■ **WRITTEN TASK**:
Carry on the opinion piece below about anti-Trump bookshop titles and the politics of the left, starting right after its final sentence.

------ PAGE TEXT ------

Learned ignorance page after page

Went into a bookshop today and went to the politics section and this was a part of the selection of what I found. There must have been around a dozen books on American politics, that were all were desperately anti-Trump and with many of them turned towards us potential readers to ensure we saw what there was.

Nothing will apparently educate the “educated”. Their ignorance is invincible. Their shallowness knows no depths. The incapacity to learn from actual real world experience is capacious. It is truly frightening how much they don’t know about so much, but worse, the extent to which they will close their ears and eyes to alternatives.

I find it the same in discussing economics with many of these so-called experts. The American economy may never have prospered as it now is. Jobs numbers are increasing while real wages at the bottom of the income distribution are rising for the first time in decades.

PDT foreign policy is another area where one success follows another. I am sickened at the thought that Iran could just blow an airliner out of the sky. Seriously, whose side are they on? It’s not yours.

The consistency of the left

No one can be more consistent than the leaders of a modern left-side party. Policies are irrelevant – they just do or say whatever will lead them to power. Take this for an example: Oppose Iran sanctions, but support BDS against Israel?

Contrary to the claims of some of its apologists, the purpose of BDS is not to pressure Israel’s government to change its policies. As the founders of the movement and its leading advocates in the United States have repeatedly made clear, its goal is to eliminate Israel.

------ LISTING ------

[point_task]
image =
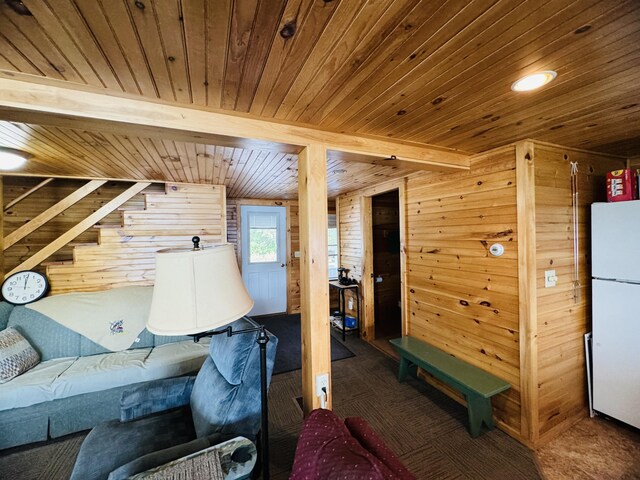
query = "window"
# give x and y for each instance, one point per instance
(263, 238)
(333, 247)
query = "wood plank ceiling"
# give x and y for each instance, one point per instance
(431, 71)
(246, 173)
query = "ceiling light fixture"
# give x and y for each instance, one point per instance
(531, 82)
(10, 159)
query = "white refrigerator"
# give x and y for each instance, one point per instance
(615, 248)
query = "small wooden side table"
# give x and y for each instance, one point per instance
(342, 305)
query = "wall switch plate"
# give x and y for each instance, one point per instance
(550, 278)
(322, 381)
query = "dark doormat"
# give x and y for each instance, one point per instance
(289, 354)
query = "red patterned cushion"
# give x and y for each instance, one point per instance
(326, 450)
(370, 440)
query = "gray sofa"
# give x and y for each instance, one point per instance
(78, 383)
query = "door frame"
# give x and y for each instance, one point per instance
(239, 202)
(366, 220)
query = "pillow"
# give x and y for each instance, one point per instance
(16, 354)
(369, 439)
(5, 311)
(326, 449)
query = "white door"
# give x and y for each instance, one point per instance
(264, 257)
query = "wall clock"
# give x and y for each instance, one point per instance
(24, 287)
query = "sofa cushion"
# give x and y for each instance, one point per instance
(35, 386)
(49, 338)
(5, 311)
(326, 449)
(62, 378)
(16, 355)
(231, 354)
(112, 318)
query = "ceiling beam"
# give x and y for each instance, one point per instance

------

■ **REPLY TO THE TASK**:
So if you support BDS against Israel but oppose sanctions against Iran—a brutal theocracy that oppresses its own people, seeks to impose its brand of Islamist tyranny on others via terrorism, and is dedicated to the goal of destroying Israel—then you are not merely being hypocritical. Singling out Jews for treatment that you think not even one of the worst governments on earth deserves is a form of bias that is indistinguishable from anti-Semitism.

Then there’s this:

Donald Trump and the mythmakers from Caroline Glick.

For the past 40-odd years, two narratives have guided American Middle East policy. Both were invented by the Carter administration. One relates to Iran. One relates to Israel.

Both narratives reject reality as the basis for foreign policy decision-making in favor of delusion. Over the past two months, President Donald Trump has rejected and disavowed them both. His opponents are apoplectic.

As far as Iran is concerned, as journalist Lee Smith explained in Tablet online magazine this week, when Iranian “students” seized the US Embassy in Tehran in November 1979 and held 52 Americans hostage for 444 days, they placed the Carter administration in a dilemma: If President Jimmy Carter acknowledged that the “students” weren’t students, but soldiers of Iran’s dictator Ayatollah Khomeini, the US would be compelled to fight back. And Carter and his advisers didn’t want to do that.

So rather than admit the truth, Carter accepted the absurd fiction spun by the regime that Khomeini was an innocent bystander who, try as he might, couldn’t get a bunch of “students” in central Tehran to free the hostages.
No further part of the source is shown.